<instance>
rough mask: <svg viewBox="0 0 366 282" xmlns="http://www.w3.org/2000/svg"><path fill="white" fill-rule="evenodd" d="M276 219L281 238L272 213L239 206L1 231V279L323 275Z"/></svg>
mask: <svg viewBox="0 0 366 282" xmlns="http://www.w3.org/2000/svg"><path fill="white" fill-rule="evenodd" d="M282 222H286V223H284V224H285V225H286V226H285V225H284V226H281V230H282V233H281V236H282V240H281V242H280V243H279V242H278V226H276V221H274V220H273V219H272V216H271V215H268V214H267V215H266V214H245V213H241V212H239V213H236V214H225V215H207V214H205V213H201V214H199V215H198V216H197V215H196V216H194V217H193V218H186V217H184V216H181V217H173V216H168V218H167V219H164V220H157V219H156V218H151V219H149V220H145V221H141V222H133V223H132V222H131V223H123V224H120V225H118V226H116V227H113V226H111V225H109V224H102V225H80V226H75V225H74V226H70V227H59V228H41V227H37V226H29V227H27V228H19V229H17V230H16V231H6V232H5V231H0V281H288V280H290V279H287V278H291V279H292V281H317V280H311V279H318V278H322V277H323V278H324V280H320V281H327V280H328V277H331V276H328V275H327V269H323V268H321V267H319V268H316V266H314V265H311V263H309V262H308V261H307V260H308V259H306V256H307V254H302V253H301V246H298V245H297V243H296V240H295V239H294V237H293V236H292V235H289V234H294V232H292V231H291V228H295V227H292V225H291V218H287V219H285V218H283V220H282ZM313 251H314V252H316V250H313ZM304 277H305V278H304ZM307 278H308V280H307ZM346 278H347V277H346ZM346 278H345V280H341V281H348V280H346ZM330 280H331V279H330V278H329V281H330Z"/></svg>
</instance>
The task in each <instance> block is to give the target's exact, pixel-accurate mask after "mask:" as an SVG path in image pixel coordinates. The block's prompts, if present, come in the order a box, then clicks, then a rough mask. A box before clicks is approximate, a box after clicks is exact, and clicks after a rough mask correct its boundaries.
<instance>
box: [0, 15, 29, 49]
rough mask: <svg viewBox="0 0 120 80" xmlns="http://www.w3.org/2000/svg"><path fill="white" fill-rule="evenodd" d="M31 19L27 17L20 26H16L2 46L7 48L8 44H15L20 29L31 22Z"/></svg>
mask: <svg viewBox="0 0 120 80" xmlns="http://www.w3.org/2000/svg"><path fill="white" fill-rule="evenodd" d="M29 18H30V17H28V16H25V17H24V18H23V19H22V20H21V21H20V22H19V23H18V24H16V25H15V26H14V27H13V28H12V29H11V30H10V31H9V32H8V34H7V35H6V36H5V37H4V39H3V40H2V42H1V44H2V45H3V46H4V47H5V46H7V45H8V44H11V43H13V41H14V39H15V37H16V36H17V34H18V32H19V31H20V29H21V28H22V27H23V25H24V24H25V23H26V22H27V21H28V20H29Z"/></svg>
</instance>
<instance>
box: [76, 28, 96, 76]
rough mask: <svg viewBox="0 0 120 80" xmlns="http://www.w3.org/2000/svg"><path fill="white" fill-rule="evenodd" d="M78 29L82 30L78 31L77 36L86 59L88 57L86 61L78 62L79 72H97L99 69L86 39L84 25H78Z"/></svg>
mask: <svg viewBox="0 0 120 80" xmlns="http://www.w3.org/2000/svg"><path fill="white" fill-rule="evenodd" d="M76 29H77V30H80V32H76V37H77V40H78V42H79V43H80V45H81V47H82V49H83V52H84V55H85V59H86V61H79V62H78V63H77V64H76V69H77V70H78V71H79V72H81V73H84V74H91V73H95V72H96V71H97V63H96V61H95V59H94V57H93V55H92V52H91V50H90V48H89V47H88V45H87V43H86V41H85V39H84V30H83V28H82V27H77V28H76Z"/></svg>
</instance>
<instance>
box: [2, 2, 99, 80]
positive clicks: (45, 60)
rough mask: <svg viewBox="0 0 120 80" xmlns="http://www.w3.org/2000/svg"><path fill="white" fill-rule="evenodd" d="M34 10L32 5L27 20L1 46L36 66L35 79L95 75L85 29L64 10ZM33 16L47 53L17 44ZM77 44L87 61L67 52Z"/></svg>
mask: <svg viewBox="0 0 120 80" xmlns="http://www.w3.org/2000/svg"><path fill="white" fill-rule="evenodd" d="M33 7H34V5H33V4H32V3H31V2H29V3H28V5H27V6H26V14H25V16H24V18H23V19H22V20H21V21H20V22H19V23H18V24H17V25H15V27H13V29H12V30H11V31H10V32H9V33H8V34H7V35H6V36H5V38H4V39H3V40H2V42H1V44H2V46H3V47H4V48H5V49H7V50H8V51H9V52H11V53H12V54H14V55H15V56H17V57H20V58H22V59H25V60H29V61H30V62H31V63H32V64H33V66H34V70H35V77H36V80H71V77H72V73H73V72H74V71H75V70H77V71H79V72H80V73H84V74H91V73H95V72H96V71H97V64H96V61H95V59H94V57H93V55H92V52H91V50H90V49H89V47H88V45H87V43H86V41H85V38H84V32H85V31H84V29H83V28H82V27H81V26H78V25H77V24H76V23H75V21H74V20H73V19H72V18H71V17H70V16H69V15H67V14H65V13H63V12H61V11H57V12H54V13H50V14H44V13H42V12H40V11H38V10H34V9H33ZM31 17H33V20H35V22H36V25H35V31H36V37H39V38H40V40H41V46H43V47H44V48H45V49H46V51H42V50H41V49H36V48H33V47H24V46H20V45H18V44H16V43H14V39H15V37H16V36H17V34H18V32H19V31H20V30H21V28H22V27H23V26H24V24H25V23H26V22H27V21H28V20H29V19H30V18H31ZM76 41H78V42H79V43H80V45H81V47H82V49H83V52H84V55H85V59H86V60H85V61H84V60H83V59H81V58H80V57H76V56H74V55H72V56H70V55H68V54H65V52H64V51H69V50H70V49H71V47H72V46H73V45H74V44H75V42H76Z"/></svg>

### EXERCISE
Taking the line that contains "box: [2, 2, 99, 80]" as the first, reproduce every line through the end of the entries exactly.

### RESPONSE
box: [2, 2, 99, 80]
positive clicks: (45, 60)
rough mask: <svg viewBox="0 0 120 80" xmlns="http://www.w3.org/2000/svg"><path fill="white" fill-rule="evenodd" d="M34 10L32 5L27 20L1 46L36 66L35 79L95 75L85 29L64 10ZM33 16L47 53L17 44ZM77 44L87 61L67 52Z"/></svg>
mask: <svg viewBox="0 0 120 80" xmlns="http://www.w3.org/2000/svg"><path fill="white" fill-rule="evenodd" d="M33 7H34V5H33V4H32V3H31V2H29V3H28V5H27V6H26V14H25V16H24V18H23V19H22V20H21V21H20V22H19V23H18V24H17V25H15V27H13V29H12V30H11V31H10V32H9V33H8V34H7V35H6V36H5V38H4V39H3V40H2V42H1V44H2V46H3V47H4V48H5V49H7V50H8V51H9V52H11V53H12V54H14V55H15V56H17V57H20V58H22V59H25V60H29V61H30V62H31V63H32V64H33V66H34V70H35V77H36V80H71V77H72V73H73V72H74V71H75V70H77V71H79V72H80V73H84V74H91V73H95V72H96V71H97V64H96V61H95V59H94V57H93V55H92V52H91V50H90V49H89V47H88V45H87V43H86V41H85V38H84V32H85V31H84V29H83V28H82V27H81V26H78V25H77V24H76V23H75V21H74V20H73V19H72V18H71V17H70V16H69V15H67V14H65V13H63V12H61V11H57V12H54V13H50V14H44V13H42V12H40V11H38V10H34V9H33ZM31 17H33V20H35V22H36V25H35V31H36V37H39V38H40V40H41V46H43V47H44V48H45V49H46V51H42V50H41V49H36V48H33V47H24V46H20V45H18V44H16V43H14V39H15V37H16V36H17V34H18V32H19V31H20V30H21V28H22V27H23V26H24V24H25V23H26V22H27V21H28V20H29V19H30V18H31ZM76 41H78V42H79V43H80V45H81V47H82V49H83V52H84V55H85V59H86V60H85V61H84V60H83V59H81V58H80V57H76V56H74V55H72V56H70V55H68V54H65V52H64V51H69V50H70V49H71V47H72V46H73V45H74V44H75V42H76Z"/></svg>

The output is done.